He said on Thursday that he would take legal action against the media house for what he said was violation of both the serialisation agreement and copyright.
Miguna said he only gave access of the e-copy of the book to NMG which is culpable for leaking it.
“The only good thing is that the version they are peddling is not exactly the same; it has no pictures, the cover and obviously no index, which will come from the reprints,” he said in an email response to a query by Capital FM News.
When contacted, Nation Media Group Chief Executive Officer Linus Gitahi said they did not breach the contract and their only motive was to serialise the book, which he said, they did successfully.
The Kenya Copyright Board Executive Director Marisella Ouma said the penalty for copyright infringement in the Kenyan law is Sh800,000 or a prison term not exceeding 10 years.
“If the case is that somebody managed to get the book from somewhere without the authority of the rights holder and then put it onto the Internet and circulated it, then the publisher and the author can actually bring legal action against them. But you see, under copyright law, it doesn’t say that the person who originally circulated it is basically the person who would be reproducing, distributing, selling, renting so whether you are in the first or fifth tier, it doesn’t matter,” she warned.
In an interview with Capital FM News, she said all literary works are protected under the Copyright Act.
“The copyright will not protect the idea or concept but once you have reduced it in a particular format, then that particular form is what is protected by copyright automatically,” she said adding: “If anybody needs to distribute this work (electronic and non-electronic media) or make copies they have to get the permission of the rights holders so you cannot just pick anybody’s work off the Internet, make copies and distribute it whether it is on the social networks or wherever it is because that amounts to distribution.”
She said such distribution amounted to ‘killing’ an author’s work where they don’t get any reward in terms of sale.
“If you go onto the Internet you will find very many books that the authors have given express permission and even then when they give the permission, its conditional like they will tell you, you may distribute it to as many people as possible for as long as you acknowledge the author and you do not use it for commercial purposes.”
She said under section 35 and 38 of the Copyright Act anybody who picks another person’s work and redistributes it without express permission from the rights holder is liable to criminal and civil infringement.
“The rights holders have the right to protect their works and they are more often than not paramount to the rights of access unless it is in public interest but there is a delicate balancing act because of defining the parameters of public interest,” she said.
Miguna launched his sensational book last Saturday and has given wide ranging interviews in which he has made grave allegations against the Prime Minister and his close associates.
During the launch of his book, he said: “Every single leader here, I can take to The Hague. I have it right here. And I am saying come baby come… when I decide in a500-page book not to say what the Orange Democratic Movement did in the PEV, they should take me, kneel before me and kiss my feet. That is how angry I am when I see some people running around like idiots.”
# # # #
■ Brief ■
According to the excerpt about the leak of Miguna's book, what penalty does Kenyan law set for copyright infringement?

■ Recorded information ■
# # # #
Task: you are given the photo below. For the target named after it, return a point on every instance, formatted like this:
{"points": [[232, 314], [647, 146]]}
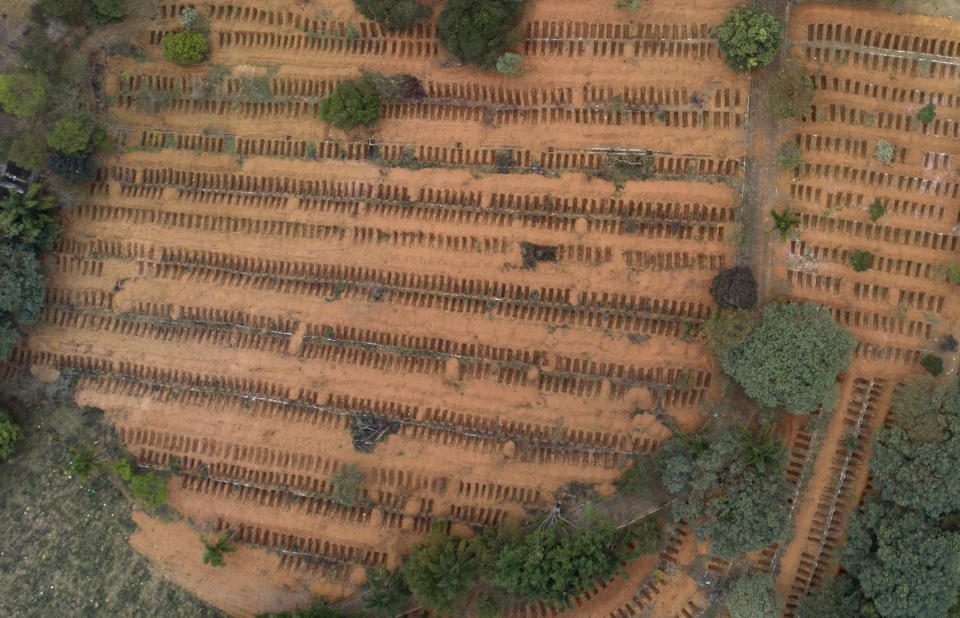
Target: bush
# # # #
■ Exercise solution ■
A fine of Sh800,000 or a prison term not exceeding 10 years.